>> Begin DATA SUPPLIED

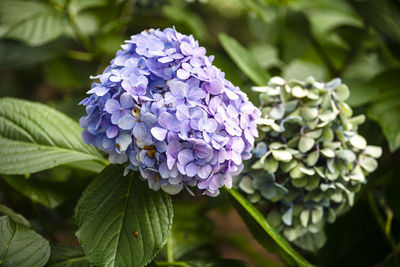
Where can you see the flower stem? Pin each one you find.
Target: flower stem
(170, 248)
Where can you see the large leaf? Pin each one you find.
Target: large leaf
(383, 15)
(18, 218)
(32, 22)
(386, 108)
(49, 193)
(16, 54)
(121, 221)
(67, 256)
(34, 137)
(244, 59)
(264, 232)
(21, 246)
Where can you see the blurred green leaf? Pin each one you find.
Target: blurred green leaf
(191, 20)
(311, 242)
(78, 5)
(35, 137)
(189, 234)
(361, 92)
(49, 193)
(18, 218)
(264, 232)
(354, 240)
(244, 59)
(119, 216)
(384, 15)
(17, 55)
(21, 246)
(37, 24)
(217, 263)
(67, 256)
(386, 108)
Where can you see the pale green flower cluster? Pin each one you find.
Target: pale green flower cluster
(310, 160)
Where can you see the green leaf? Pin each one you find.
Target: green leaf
(189, 19)
(79, 5)
(383, 15)
(18, 218)
(386, 109)
(21, 246)
(37, 23)
(264, 232)
(35, 137)
(311, 242)
(121, 222)
(49, 193)
(217, 263)
(67, 256)
(244, 59)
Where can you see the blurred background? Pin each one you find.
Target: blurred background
(49, 48)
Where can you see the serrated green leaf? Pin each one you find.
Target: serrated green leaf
(358, 141)
(264, 232)
(35, 137)
(244, 59)
(282, 155)
(342, 92)
(121, 221)
(311, 241)
(21, 246)
(67, 256)
(306, 143)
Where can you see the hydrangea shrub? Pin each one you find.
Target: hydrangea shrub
(310, 160)
(163, 108)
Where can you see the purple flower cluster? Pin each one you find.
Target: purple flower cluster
(161, 107)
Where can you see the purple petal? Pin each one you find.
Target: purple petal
(112, 106)
(191, 169)
(186, 49)
(196, 94)
(126, 101)
(159, 133)
(126, 122)
(179, 89)
(165, 119)
(165, 59)
(182, 112)
(185, 156)
(202, 150)
(182, 74)
(204, 171)
(208, 125)
(112, 131)
(164, 171)
(214, 87)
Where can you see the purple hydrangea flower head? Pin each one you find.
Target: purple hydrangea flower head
(163, 109)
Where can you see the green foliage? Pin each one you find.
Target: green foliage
(30, 21)
(35, 137)
(67, 256)
(264, 232)
(124, 226)
(48, 193)
(244, 59)
(21, 246)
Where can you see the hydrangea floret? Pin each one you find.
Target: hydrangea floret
(163, 108)
(310, 160)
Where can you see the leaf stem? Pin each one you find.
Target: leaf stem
(380, 219)
(170, 248)
(323, 55)
(173, 263)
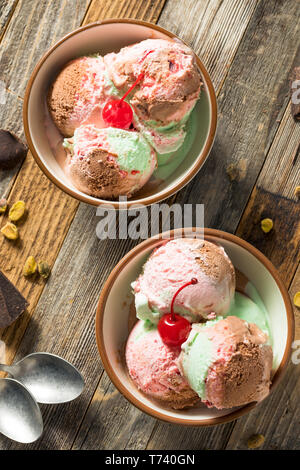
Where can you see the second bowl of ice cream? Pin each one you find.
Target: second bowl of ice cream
(122, 108)
(195, 331)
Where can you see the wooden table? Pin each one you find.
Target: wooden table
(249, 48)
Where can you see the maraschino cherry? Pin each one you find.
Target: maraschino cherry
(118, 113)
(173, 328)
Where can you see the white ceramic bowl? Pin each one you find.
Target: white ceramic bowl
(103, 37)
(114, 309)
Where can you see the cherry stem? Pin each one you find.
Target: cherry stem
(192, 281)
(140, 77)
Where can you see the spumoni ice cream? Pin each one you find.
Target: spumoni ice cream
(223, 352)
(109, 162)
(77, 94)
(172, 264)
(167, 93)
(153, 367)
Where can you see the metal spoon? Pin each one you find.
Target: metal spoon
(20, 416)
(49, 378)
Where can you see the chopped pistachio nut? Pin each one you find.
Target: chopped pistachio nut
(10, 231)
(3, 205)
(30, 266)
(297, 299)
(44, 269)
(17, 211)
(256, 441)
(266, 225)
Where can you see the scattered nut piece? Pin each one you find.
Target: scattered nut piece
(30, 266)
(297, 299)
(266, 225)
(3, 205)
(17, 211)
(44, 269)
(255, 441)
(10, 231)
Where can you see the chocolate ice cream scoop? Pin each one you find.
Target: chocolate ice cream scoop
(171, 82)
(78, 93)
(227, 362)
(176, 262)
(12, 150)
(108, 163)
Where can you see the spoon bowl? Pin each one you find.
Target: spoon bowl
(48, 377)
(20, 416)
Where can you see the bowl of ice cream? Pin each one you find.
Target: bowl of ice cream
(120, 109)
(194, 330)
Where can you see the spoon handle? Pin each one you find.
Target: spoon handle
(5, 368)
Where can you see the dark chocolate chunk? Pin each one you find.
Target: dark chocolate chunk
(12, 302)
(295, 93)
(12, 150)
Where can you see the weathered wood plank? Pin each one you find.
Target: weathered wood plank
(148, 10)
(278, 417)
(212, 28)
(31, 31)
(273, 197)
(10, 119)
(33, 27)
(251, 103)
(109, 406)
(50, 213)
(6, 11)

>> End DATA SUPPLIED

__WRITTEN TASK__
Quote every one of the records above word for word, leaving out the pictures.

__RESULT OF THE TASK__
Where can you see the flower stem? Pin each one you find.
Target: flower stem
(170, 248)
Where can you see the large leaf? Pin each one you find.
Target: large leaf
(383, 15)
(18, 218)
(32, 22)
(386, 108)
(49, 193)
(16, 54)
(121, 221)
(67, 256)
(34, 137)
(244, 59)
(264, 232)
(21, 246)
Where can you see the blurred green leaf? Pin each one you find.
Target: blurred green leaf
(191, 20)
(311, 242)
(78, 5)
(35, 137)
(189, 234)
(361, 92)
(49, 193)
(18, 218)
(264, 232)
(354, 240)
(244, 59)
(119, 216)
(384, 15)
(17, 55)
(21, 246)
(37, 24)
(217, 263)
(67, 256)
(386, 108)
Where can you see the pale green flower cluster? Pin each one you find.
Target: pale green flower cluster
(310, 160)
Where can you see the green leaf? Pin each one you find.
Target: green leaf
(189, 19)
(79, 5)
(383, 15)
(18, 218)
(386, 109)
(21, 246)
(37, 23)
(264, 232)
(35, 137)
(311, 242)
(121, 222)
(49, 193)
(217, 263)
(67, 256)
(244, 59)
Where can you see the blurred background? Pin each one you find.
Target: blurred background
(49, 48)
Where can you see the serrated green leaf? Pin each one you find.
Target: serrated green leaf
(358, 141)
(264, 232)
(35, 137)
(244, 59)
(282, 155)
(342, 92)
(121, 221)
(311, 241)
(21, 246)
(67, 256)
(306, 143)
Where can you see the hydrangea shrub? Pin each one you find.
Target: hydrangea shrub
(310, 160)
(163, 108)
Where can you see the purple flower cluster? Pin each one you find.
Target: purple flower cluster
(161, 107)
Where can you see the purple petal? Pin each one you find.
Target: purple petal
(112, 106)
(191, 169)
(186, 49)
(196, 94)
(126, 101)
(159, 133)
(126, 122)
(179, 89)
(165, 119)
(165, 59)
(182, 112)
(185, 156)
(202, 150)
(182, 74)
(204, 171)
(208, 125)
(112, 131)
(164, 171)
(214, 87)
Where can you see the purple hydrangea flower head? Pin each one you find.
Target: purple hydrangea flower head
(163, 109)
Where can you see the green foliage? Pin each one you find.
Target: green foliage
(30, 21)
(35, 137)
(67, 256)
(264, 232)
(124, 226)
(48, 193)
(244, 59)
(21, 246)
Where can you see the hydrangea floret? Pin each one you find.
Target: hydrangea floret
(163, 108)
(310, 160)
Where can you see the leaf stem? Pin each one you find.
Target: leaf stem
(380, 219)
(170, 248)
(323, 55)
(173, 263)
Where can you see the second bowl of ice cream? Pin each one you find.
Target: second bowl of ice cream
(122, 108)
(195, 331)
Where can you see the wooden table? Pin each one you find.
Target: wooden table
(249, 48)
Where can you see the maraschino cherry? Pin each one you find.
Target: maraschino cherry
(118, 113)
(173, 328)
Where can you see the white ceramic bowl? Pin each one you find.
Target: white ceramic bowl
(103, 37)
(114, 309)
Where can you see the cherry stem? Pin each one you find.
Target: cherry stem
(192, 281)
(140, 77)
Where can you see the spumoni ice cream? Pin each one you find.
Target: spumoni ice cream
(223, 352)
(109, 162)
(77, 94)
(172, 264)
(167, 93)
(153, 367)
Where can you see the metal spoon? Pin each one you find.
Target: metal spoon
(20, 416)
(49, 378)
Where can you see the chopped pistachio nut? Pin each one you find.
Target: chopped pistachio nut
(10, 231)
(3, 205)
(30, 266)
(297, 299)
(44, 269)
(17, 211)
(256, 441)
(266, 225)
Where can you see the scattered nut piece? Pin each one you find.
Target: scattered nut piece
(30, 266)
(297, 299)
(266, 225)
(3, 205)
(17, 211)
(44, 269)
(255, 441)
(10, 231)
Where can you see the chocolate ice cream scoop? Pin each one you find.
Target: chocolate ice cream scoop
(171, 82)
(78, 93)
(227, 362)
(176, 262)
(12, 150)
(108, 163)
Where can you see the spoon bowl? Pin each one you find.
Target: spoon bowl
(48, 377)
(20, 416)
Where can you see the bowl of ice cream? Pin each one you find.
Target: bowl of ice cream
(120, 109)
(194, 330)
Where can you see the spoon handle? Pin each one you find.
Target: spoon handle
(5, 368)
Where can you see the dark chocolate chunk? Pin each one you find.
Target: dark chocolate chunk
(12, 302)
(295, 93)
(12, 150)
Where can you see the weathered wood plank? Pin each one you find.
Target: weathered wood plank
(148, 10)
(278, 417)
(212, 28)
(31, 31)
(273, 197)
(10, 119)
(33, 27)
(251, 103)
(109, 406)
(50, 213)
(6, 11)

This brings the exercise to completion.